## WHAT IS EXPECTED
Copy all of the lines below without changing anything.

Collected data:
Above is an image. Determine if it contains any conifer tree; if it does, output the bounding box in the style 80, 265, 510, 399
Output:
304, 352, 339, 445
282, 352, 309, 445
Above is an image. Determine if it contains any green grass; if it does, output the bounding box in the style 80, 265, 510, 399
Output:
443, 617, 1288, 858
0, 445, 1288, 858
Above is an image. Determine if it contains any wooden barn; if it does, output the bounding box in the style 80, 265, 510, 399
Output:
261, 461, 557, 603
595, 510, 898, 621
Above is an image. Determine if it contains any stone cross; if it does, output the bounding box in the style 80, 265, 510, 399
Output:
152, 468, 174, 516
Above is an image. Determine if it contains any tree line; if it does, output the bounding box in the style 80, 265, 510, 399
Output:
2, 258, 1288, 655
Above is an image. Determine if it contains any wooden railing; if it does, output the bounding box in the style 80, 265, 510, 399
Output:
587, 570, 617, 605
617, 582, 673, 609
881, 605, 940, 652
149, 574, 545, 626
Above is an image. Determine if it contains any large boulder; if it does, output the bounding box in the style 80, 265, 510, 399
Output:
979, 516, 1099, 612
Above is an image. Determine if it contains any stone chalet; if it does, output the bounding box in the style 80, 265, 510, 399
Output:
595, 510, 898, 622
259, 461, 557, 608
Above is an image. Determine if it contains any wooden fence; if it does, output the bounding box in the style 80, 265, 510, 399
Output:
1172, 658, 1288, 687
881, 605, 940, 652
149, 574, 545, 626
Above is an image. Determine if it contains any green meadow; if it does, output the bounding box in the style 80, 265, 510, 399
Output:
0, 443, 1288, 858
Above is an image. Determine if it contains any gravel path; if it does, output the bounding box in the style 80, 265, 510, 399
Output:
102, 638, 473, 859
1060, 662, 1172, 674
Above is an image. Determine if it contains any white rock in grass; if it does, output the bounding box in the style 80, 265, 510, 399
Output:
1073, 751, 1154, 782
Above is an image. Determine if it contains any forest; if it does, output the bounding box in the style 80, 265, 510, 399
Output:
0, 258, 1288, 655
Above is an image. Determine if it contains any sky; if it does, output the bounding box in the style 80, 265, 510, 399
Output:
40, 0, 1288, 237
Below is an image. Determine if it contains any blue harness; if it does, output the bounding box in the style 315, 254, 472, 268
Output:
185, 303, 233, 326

## WRITTEN ANSWER
Above is an image. Determine if it contains any conifer tree; if it does, output the bounding box in the style 80, 265, 510, 399
Output:
304, 352, 339, 445
282, 352, 309, 445
Above is an image. Determine if it contains any green grass; if it does, output the bounding box in the style 80, 265, 510, 399
Output:
443, 617, 1288, 858
0, 445, 1288, 858
Above is an image. Determine if it contains any wooden barn; if it does, output the bounding box in the style 80, 265, 510, 399
Output:
261, 461, 557, 603
595, 510, 898, 621
Above is an image. Determine if it contains any stone cross; if it does, output the bounding box in the style 80, 265, 510, 399
Output:
152, 468, 174, 516
Above is an image. Determine if it contains any tree line; if it does, output the bounding box in the style 80, 265, 510, 399
Output:
2, 258, 1288, 655
Above is an image. Determine if it contains any wooden railing; if it does, output the bounding box in the style 80, 265, 510, 399
Output:
587, 570, 617, 605
617, 582, 673, 609
881, 605, 940, 652
149, 574, 545, 626
Above is an image. Determine if it contains any large boulder; if it does, output the bounding box in the style 80, 265, 510, 399
Output:
979, 516, 1099, 612
Above is an image. Determine if it contains any stone chalet; if it does, output the bounding box in the style 80, 265, 510, 399
Output:
595, 510, 898, 622
259, 461, 557, 608
Above is an image. Determine if it contains any wooden fence; if it does, output the bounding box in the style 80, 265, 510, 399
Output:
1172, 658, 1288, 687
881, 605, 940, 652
149, 574, 545, 626
Above is an image. Determine if it contains any green meadow; if it does, output the bounding box in the style 80, 265, 510, 399
Output:
0, 443, 1288, 858
Above is an image. Determine if it contains any gravel path; if it does, output the bounding box in the style 80, 265, 510, 399
Output:
102, 638, 473, 859
1060, 662, 1172, 674
Above is an image. Determine if it contains any white rock in grass; if it does, output the bounding box in the style 80, 265, 510, 399
Output:
1073, 751, 1154, 782
Above is an image. Determine if it contains any forest; if it does, output the bounding box in the style 80, 265, 510, 399
Output:
0, 258, 1288, 655
Above is an image. Determine if it contains any sky; if it does, output the bounding box in the style 80, 265, 510, 399
Output:
40, 0, 1288, 237
Below is an image. Determine if it contains any blue harness; if it does, output the bounding box in the style 315, 254, 472, 268
Output:
185, 303, 233, 326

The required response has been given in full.